-- Excerpt --

A NYC lawyer blogs. http://www.chuangblog.com/
Auto pilot has nothing to do with this.
Except in the 737 MAX it kind of does. The mode of the adjustments used by the autopilot and the stall avoidance system is by adjusting the aircraft trim by turning the rear horizontal stabilizer trim jack screw. Also, I'm told that the same sensors used by the autopilot, or at least some of them, are used by the stall avoidance system.
However, turning off the autopilot doesn't disengage the stall avoidance system. It keeps doing it's thing regardless.
The problem here is that the aircraft is pretty much flyable even with the system malfunctioning, IF you understand what's happening and how to counter it. IF you don't understand what's happening though, the aircraft becomes unstable and your natural tendency is likely to do the wrong thing.
There are a number of non-intuitive things about flying that pilots must be trained to do. Stall/spin recovery is one of these things. When the nose of the aircraft fall though the horizon when you are tying to pull it up, the tendency is to pull harder, but when you are stalled, the right thing to do is push the nose down, stay coordinated and add power if you can. If you go with your natural tendency, and keep pulling, you are going to spin it eventually, which is MUCH worse. So, pilots practice this... A LOT... Fly into a stall, or nearly a stall, recognize how the aircraft feels as the AOA approaches the limit and then when it actually stalls, immediately do the right recovery... How do I know? It was one part of my check ride that I nearly failed when I went for my license. The Examiner said I spun on departure stalls (i.e. didn't stay in coordinated flight on stall so it broke one side first) but let me pass when he tried it twice and spun himself because the C150 was so badly rigged. Made me do 5 hours of departure stall and spin recovery training as a condition of granting my license.

-- Supplied records --
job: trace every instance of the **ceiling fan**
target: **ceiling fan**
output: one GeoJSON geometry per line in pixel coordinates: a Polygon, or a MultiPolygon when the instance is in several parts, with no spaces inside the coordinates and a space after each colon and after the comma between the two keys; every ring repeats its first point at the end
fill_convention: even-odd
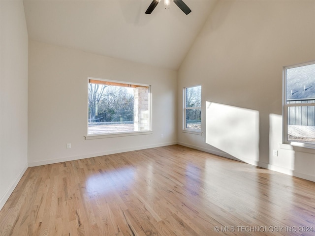
{"type": "MultiPolygon", "coordinates": [[[[149,6],[149,7],[148,7],[148,9],[146,11],[146,14],[151,14],[153,11],[153,10],[154,10],[154,8],[157,6],[157,5],[158,5],[158,3],[160,0],[153,0],[152,2],[151,2],[151,4],[149,6]]],[[[188,15],[189,13],[191,12],[191,10],[190,10],[187,5],[186,5],[182,0],[164,0],[164,5],[165,6],[165,8],[166,7],[168,8],[170,1],[171,0],[173,0],[173,1],[177,5],[177,6],[181,8],[181,10],[182,10],[186,15],[188,15]]]]}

-- Exercise directions --
Reproduce the stretch of the 737 MAX text from "Except in the" through "it's thing regardless.", word for word.

-- Task response --
Except in the 737 MAX it kind of does. The mode of the adjustments used by the autopilot and the stall avoidance system is by adjusting the aircraft trim by turning the rear horizontal stabilizer trim jack screw. Also, I'm told that the same sensors used by the autopilot, or at least some of them, are used by the stall avoidance system.
However, turning off the autopilot doesn't disengage the stall avoidance system. It keeps doing it's thing regardless.